- _Tarefa A_
Liste tudo o que, segundo o trecho fornecido, Naguchi procurava nos escombros da catedral.

- _Trecho fornecido_
━━━━━━━━
A controversa justificativa do doutor Nagai parecia satisfatória a alguém desejando superar a tragédia sem deixar apagar a chama da fé. Mas… E Deus? Ele teria oferecido alguma resposta satisfatória a esse massacre? Ao contrário do que muitos se atrevem a dizer, Ele não permaneceu em silêncio. Para ouvir a resposta de Deus, devemos seguir no encalço de um soldado que, ao retornar da guerra, visitou as ruínas da catedral de sua infância e adolescência. Além de soldado, Kaemon Naguchi exercia um ofício pouco comum em sua terra natal: era sacerdote católico.
Enquanto vasculhava os escombros da catedral de Urakami em busca de algum souvenir palpável, uma forte lembrança lhe vinha à mente. Era a última prece feita ali, ainda menino, diante da escultura da Imaculada Conceição, no altar principal. Medindo dois metros, aquela magnífica obra de arte havia sido inspirada em uma pintura do espanhol Bartolemé Esteban Murillo e tinha chegado da Itália na década de 1930: “Querida Nossa Senhora (…) esta pode ser a última oração que eu lhe ofereço nesta catedral. Mas onde quer que eu esteja, que sua proteção e orientação estejam comigo como sempre."
Décadas após aquela prece, Naguchi remexia desesperadamente as ruínas desoladoras da catedral de seus primeiros anos em busca de um sinal divino, um milagre, uma resposta do Alto... Ao cair em uma pedra, a busca finalmente parecia fadada ao fracasso. Resignado, ele passou a rezar silenciosamente. Quando menos esperava, algo atraiu sua atenção: “…vi o rosto santo da Virgem enegrecido pelo fogo, olhando para mim com um ar triste. Chorei de alegria. ‘Obrigado, Nossa Senhora. Obrigado!’” (4)
━━━━━━━━
- _Tarefa B_
Devolva todas as linhas da listagem em que aparece a palavra "with".

- _Conteúdo da listagem_
━━━━━━━━
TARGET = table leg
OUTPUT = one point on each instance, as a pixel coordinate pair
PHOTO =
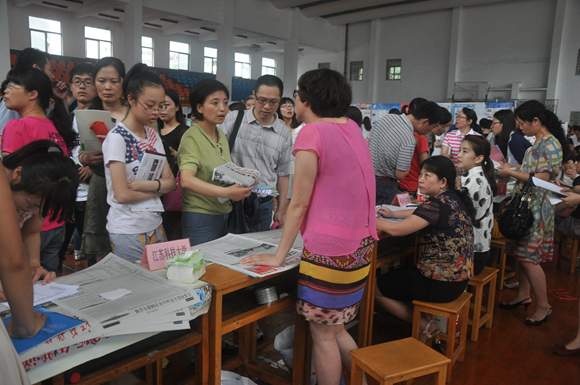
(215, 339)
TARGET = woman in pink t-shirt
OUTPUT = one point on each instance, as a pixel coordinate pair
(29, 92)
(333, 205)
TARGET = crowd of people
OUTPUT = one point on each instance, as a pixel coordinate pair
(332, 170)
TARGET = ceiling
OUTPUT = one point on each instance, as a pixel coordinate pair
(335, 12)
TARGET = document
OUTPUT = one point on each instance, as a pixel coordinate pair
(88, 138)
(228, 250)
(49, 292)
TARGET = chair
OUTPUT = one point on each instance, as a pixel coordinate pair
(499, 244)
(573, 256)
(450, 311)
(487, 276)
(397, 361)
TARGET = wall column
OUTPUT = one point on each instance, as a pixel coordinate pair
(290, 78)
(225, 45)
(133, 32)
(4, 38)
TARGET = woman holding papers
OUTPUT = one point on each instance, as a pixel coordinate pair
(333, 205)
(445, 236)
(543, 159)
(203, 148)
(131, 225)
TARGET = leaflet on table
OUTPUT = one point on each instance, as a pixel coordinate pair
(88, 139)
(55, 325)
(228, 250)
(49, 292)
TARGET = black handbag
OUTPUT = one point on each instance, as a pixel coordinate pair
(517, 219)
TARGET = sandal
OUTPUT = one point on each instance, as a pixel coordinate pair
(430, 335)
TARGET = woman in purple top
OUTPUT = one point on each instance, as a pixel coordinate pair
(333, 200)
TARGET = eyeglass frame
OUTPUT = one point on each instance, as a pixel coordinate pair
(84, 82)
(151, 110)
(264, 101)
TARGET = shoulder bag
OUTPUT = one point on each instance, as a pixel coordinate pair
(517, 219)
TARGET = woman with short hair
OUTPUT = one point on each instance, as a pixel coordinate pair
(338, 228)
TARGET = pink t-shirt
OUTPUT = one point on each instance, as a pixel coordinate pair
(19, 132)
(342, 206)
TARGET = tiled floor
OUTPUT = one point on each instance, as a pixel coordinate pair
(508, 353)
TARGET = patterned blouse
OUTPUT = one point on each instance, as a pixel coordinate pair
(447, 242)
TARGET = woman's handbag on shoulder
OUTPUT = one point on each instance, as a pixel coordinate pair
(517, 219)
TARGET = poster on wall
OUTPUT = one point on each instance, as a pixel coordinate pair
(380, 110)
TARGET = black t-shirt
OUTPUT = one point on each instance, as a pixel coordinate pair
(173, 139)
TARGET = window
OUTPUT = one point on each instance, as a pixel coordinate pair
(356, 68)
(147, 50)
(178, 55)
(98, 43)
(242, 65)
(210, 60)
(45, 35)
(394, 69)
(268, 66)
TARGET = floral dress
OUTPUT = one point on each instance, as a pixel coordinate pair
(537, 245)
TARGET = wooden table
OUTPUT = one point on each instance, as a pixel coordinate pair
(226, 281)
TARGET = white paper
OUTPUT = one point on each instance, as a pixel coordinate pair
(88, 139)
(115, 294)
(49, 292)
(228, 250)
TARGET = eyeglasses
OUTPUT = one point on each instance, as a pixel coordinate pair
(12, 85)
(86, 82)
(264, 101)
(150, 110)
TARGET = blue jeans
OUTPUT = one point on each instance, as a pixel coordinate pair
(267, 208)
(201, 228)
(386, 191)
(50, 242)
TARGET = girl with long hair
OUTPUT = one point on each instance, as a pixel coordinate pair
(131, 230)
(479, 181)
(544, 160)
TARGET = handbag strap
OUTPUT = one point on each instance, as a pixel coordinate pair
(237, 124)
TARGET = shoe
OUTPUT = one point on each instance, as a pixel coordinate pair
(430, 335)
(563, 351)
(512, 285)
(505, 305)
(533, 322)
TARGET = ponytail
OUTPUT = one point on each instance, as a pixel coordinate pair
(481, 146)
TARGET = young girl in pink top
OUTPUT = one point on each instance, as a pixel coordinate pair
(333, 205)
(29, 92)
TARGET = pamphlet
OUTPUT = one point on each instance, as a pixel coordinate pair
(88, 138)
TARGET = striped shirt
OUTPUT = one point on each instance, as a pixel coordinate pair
━━━━━━━━
- _Resposta escrita A_
- algum souvenir palpável
- um sinal divino
- um milagre
- uma resposta do Alto

- _Resposta escrita B_
TARGET = woman with short hair
TARGET = girl with long hair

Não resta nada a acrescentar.